Input Start Marker
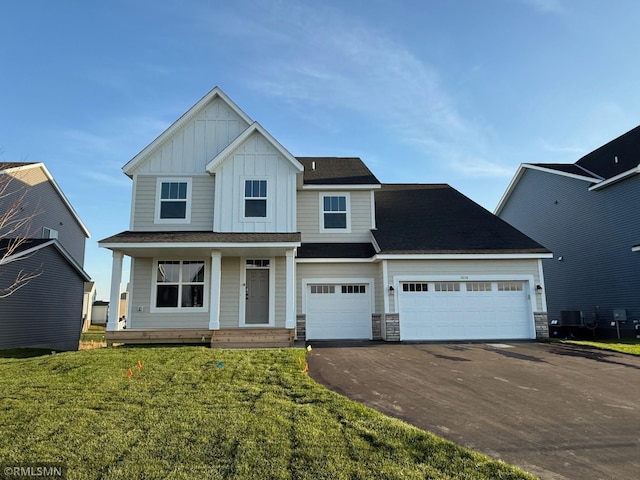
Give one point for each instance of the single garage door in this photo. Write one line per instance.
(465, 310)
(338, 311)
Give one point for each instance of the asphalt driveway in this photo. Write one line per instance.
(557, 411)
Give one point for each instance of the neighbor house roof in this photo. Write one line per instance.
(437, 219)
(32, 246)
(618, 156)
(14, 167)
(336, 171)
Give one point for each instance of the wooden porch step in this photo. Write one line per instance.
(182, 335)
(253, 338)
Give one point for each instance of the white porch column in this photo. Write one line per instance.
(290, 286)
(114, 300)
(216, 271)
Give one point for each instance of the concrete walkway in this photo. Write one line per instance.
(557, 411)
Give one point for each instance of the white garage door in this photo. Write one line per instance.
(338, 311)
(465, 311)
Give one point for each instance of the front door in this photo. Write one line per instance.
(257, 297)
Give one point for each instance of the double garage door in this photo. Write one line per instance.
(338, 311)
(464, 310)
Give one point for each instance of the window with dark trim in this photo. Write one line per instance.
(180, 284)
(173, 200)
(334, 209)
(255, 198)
Input End Marker
• _What the exercise asks_
Set down exactly what runs from the line with "Give one point for each instance of the window" to the last line of the data above, including both of those lines and no others.

• _Solution below_
Give one point for each instance of the window with dark trim in this photo. Write one line per instance.
(180, 284)
(173, 200)
(334, 209)
(255, 198)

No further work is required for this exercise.